WORK TO BE COMPLETED
Show me every line in the listing that has the word "mountain".
##############################
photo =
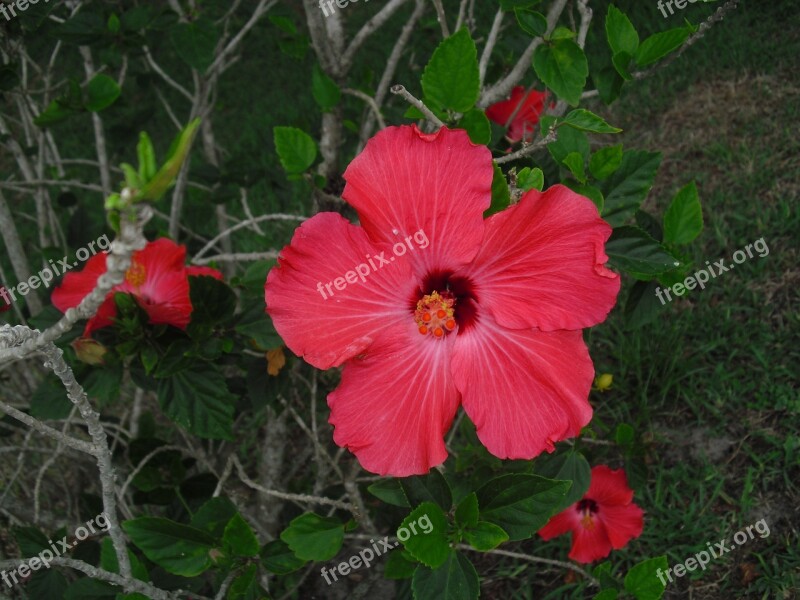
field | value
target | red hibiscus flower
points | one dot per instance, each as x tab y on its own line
157	279
604	518
522	109
428	306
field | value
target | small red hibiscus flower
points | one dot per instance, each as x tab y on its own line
604	518
522	110
157	279
430	307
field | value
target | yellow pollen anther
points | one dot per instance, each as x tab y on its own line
435	314
136	275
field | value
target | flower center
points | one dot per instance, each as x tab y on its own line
588	508
435	314
136	275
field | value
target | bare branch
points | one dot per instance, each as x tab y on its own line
402	91
551	136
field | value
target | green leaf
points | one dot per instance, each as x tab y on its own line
660	44
195	43
530	179
390	491
239	537
477	125
574	162
214	516
85	589
46	585
521	504
642	580
278	558
213	301
165	177
101	92
568	466
622	64
399	566
620	32
531	22
198	400
430	548
569	140
245	586
642	305
632	249
324	89
296	149
485	536
588	121
605	162
256	325
591	192
312	537
432	487
562	33
108	561
55	112
178	549
148	167
683	220
562	66
50	401
501	195
456	579
628	187
509	5
467	511
451	80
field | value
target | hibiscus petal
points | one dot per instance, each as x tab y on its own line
590	543
330	326
203	272
541	263
437	186
609	487
561	523
524	390
395	404
623	523
161	259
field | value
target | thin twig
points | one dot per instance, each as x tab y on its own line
537	559
402	91
551	136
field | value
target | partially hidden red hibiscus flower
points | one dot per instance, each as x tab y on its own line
452	309
157	279
604	518
522	110
5	300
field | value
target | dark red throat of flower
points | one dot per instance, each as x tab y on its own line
587	508
444	302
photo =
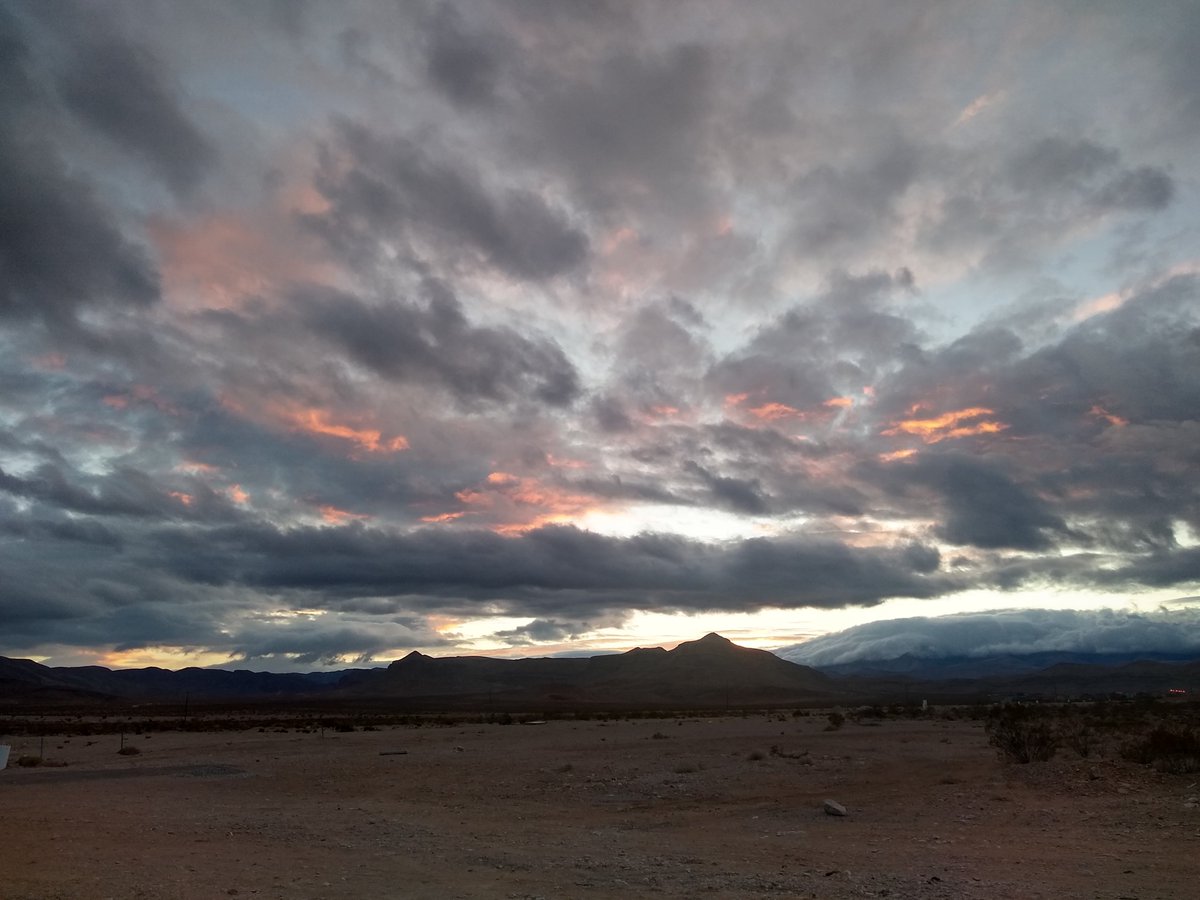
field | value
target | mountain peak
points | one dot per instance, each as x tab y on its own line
709	642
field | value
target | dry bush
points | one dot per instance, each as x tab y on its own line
1175	750
1021	737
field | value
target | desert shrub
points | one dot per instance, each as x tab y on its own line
1175	750
1080	737
1020	737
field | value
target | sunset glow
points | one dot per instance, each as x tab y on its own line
330	333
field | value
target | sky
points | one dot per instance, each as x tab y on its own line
330	331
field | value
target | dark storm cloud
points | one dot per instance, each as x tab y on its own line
580	259
841	207
123	492
1095	447
125	93
1011	210
739	495
436	343
982	505
629	129
461	65
396	189
1006	633
60	247
559	569
1059	165
837	342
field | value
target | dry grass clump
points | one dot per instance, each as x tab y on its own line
1170	749
1020	736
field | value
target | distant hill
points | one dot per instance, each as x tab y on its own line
933	669
709	672
712	672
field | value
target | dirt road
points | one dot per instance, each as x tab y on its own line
677	808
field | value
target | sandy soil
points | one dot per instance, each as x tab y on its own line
585	809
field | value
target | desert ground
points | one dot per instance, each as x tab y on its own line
723	807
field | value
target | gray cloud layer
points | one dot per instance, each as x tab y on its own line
1007	633
375	313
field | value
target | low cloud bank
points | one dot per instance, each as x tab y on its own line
1006	631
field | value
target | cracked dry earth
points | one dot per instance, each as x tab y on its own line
678	808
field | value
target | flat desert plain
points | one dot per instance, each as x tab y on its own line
726	807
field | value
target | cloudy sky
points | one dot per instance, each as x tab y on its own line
330	331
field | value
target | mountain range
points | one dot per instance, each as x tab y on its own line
712	672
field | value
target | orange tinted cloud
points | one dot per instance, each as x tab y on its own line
339	516
948	425
1110	418
221	258
773	412
529	502
443	517
317	421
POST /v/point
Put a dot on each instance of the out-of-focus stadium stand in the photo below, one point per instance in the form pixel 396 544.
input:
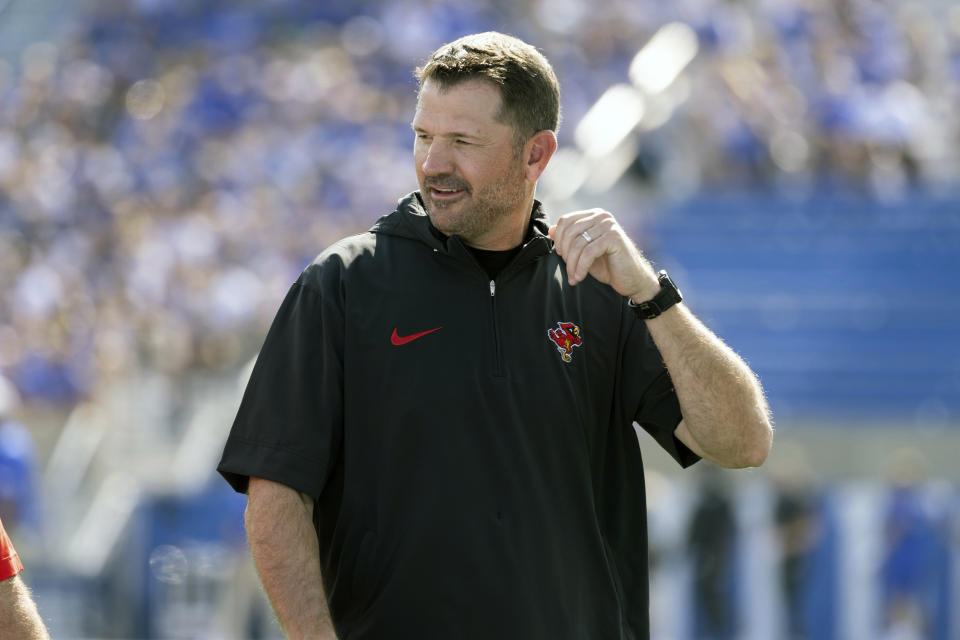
##############################
YOUR SOLUTION
target | mountain peak
target | mountain range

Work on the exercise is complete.